*** Recorded data ***

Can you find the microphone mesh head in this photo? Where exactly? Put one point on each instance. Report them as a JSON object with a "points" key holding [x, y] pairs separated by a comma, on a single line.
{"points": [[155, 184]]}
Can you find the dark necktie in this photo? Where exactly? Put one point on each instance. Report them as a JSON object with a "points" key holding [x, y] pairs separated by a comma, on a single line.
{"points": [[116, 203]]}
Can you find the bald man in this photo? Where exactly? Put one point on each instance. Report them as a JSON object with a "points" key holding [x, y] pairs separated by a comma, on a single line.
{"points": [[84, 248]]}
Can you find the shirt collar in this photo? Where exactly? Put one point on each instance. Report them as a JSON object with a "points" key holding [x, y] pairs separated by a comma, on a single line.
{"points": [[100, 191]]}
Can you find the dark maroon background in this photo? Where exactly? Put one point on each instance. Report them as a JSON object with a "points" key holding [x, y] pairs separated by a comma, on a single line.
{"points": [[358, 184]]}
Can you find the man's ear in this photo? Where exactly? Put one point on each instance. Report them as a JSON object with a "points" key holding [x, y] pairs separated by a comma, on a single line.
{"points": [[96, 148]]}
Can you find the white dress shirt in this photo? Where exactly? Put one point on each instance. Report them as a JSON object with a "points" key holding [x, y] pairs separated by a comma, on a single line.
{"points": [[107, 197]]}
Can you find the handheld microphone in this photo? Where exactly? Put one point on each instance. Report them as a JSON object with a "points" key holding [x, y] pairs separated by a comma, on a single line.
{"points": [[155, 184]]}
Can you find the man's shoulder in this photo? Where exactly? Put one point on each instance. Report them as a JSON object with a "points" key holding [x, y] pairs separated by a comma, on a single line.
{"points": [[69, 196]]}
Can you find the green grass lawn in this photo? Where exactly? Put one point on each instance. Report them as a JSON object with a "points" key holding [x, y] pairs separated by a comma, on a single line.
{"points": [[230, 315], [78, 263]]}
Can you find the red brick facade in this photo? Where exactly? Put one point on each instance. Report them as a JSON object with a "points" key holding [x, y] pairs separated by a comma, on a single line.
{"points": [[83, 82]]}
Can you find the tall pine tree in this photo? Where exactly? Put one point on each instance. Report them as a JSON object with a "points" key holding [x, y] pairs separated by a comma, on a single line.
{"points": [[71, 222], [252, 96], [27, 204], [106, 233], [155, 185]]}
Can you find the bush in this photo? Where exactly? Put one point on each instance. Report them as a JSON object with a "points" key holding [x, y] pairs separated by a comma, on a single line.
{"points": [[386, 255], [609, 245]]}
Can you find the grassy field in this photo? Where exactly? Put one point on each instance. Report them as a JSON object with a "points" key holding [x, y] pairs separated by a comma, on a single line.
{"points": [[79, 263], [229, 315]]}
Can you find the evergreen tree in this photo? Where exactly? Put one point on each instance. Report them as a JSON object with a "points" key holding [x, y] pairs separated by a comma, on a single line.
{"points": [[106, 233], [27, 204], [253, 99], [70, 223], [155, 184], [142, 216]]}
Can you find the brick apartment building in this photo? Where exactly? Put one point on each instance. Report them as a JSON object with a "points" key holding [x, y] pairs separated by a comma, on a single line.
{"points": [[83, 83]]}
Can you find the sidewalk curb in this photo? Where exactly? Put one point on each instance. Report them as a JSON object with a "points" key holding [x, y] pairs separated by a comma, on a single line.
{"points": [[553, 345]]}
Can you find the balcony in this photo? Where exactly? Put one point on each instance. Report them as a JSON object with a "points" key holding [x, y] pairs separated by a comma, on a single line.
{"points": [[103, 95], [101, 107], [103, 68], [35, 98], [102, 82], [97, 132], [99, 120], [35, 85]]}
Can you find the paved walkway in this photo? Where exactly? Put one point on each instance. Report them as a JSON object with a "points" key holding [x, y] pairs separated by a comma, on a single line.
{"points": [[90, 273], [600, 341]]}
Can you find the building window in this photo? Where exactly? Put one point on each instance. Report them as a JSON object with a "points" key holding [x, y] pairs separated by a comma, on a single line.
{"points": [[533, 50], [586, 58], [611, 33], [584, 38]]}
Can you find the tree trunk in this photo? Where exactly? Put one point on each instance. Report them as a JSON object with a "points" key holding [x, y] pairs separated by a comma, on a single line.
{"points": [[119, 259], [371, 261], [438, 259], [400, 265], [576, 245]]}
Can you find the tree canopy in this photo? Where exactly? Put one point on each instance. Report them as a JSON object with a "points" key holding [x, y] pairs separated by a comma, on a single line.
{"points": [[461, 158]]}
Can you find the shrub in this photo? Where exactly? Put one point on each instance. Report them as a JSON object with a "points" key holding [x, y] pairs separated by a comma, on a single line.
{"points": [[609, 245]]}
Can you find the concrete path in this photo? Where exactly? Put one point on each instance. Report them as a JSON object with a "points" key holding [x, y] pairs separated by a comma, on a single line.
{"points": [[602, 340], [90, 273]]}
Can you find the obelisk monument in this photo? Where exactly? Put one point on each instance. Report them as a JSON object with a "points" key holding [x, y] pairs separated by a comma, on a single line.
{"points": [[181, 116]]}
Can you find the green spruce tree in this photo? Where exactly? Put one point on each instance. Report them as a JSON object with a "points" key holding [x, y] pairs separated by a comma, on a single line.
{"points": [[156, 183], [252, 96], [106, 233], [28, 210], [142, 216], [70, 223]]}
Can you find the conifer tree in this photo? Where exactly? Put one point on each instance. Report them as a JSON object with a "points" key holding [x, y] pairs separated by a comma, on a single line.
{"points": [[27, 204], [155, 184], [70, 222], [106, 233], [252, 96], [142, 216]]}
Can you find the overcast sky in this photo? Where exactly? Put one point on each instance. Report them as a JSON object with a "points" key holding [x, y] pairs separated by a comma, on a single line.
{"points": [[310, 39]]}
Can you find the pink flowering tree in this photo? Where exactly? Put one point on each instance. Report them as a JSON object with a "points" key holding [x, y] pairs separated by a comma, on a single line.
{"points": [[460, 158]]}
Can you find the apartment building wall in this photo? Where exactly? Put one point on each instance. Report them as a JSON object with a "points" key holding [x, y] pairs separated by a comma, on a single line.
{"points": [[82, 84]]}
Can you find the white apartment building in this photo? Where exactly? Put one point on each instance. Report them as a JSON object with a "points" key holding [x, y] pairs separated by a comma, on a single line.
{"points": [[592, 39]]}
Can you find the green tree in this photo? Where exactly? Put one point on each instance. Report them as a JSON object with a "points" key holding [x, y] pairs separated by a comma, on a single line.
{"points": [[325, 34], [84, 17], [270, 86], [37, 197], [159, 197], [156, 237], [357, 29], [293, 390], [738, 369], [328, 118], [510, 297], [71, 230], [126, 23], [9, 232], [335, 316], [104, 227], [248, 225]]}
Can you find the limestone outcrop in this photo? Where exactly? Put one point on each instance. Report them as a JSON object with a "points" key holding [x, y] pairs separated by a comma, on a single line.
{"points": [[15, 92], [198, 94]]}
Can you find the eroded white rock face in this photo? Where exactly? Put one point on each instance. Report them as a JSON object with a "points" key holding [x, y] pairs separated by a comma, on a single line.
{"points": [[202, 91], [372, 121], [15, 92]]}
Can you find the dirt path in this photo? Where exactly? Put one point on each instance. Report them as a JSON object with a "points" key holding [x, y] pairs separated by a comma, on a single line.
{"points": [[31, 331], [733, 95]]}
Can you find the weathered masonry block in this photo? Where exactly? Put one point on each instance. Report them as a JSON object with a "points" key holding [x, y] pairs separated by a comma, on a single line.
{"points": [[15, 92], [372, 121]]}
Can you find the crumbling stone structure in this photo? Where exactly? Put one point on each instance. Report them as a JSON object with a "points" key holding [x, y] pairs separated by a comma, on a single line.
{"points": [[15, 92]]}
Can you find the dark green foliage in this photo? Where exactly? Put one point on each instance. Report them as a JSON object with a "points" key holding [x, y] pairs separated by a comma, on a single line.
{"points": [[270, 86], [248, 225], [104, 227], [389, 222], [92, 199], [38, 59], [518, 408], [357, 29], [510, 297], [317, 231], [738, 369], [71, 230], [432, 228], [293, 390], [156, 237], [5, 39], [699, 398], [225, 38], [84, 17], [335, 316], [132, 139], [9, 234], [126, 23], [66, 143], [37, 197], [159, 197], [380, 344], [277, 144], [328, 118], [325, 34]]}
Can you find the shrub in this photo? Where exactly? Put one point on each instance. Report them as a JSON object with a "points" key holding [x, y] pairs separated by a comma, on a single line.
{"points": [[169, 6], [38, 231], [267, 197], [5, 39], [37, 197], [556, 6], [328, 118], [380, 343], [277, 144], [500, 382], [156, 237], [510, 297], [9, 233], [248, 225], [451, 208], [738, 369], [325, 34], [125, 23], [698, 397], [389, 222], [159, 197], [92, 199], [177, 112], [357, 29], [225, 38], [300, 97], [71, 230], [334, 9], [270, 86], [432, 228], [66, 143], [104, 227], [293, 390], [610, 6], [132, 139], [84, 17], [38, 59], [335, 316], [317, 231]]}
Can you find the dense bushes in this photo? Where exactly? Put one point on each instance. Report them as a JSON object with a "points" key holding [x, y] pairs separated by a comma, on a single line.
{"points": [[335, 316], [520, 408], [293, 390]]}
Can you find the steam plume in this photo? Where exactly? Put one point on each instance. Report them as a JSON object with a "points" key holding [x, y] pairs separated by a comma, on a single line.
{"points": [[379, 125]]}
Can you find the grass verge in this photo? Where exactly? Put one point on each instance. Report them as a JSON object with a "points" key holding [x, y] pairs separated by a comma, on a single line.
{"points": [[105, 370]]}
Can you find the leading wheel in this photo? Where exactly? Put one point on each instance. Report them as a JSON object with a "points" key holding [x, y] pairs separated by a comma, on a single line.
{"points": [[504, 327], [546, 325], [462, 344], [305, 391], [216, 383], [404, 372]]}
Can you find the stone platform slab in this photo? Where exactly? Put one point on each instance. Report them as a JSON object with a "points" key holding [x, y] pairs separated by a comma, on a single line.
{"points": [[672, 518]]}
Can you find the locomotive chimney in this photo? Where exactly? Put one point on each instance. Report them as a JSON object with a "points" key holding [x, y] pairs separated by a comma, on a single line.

***

| Problem details |
Copy out the lines verbatim, starting at the line that contains "Can you find the leading" and ending with the last of the lines, both ends included.

| Worked solution |
Can you find the leading wheel in this photo? Where exactly? Put one point on each instance. Report them as a JSON object with a "points" key holding [x, y] pairs separated by a comma, on a single line.
{"points": [[504, 327], [546, 325], [462, 344], [305, 391], [216, 383], [404, 372]]}
Can you find the stone platform slab in this photo? Where exactly? Put one point on each instance. Report them as a JSON object with a "points" key holding [x, y] pairs separated by a comma, on a single line.
{"points": [[672, 518]]}
Can you find the locomotive chimney in this photo? Where exactly? Put one point on each instance. Report them as a JSON object with a "points" key holding [x, y] pairs separated by a comma, on a single line.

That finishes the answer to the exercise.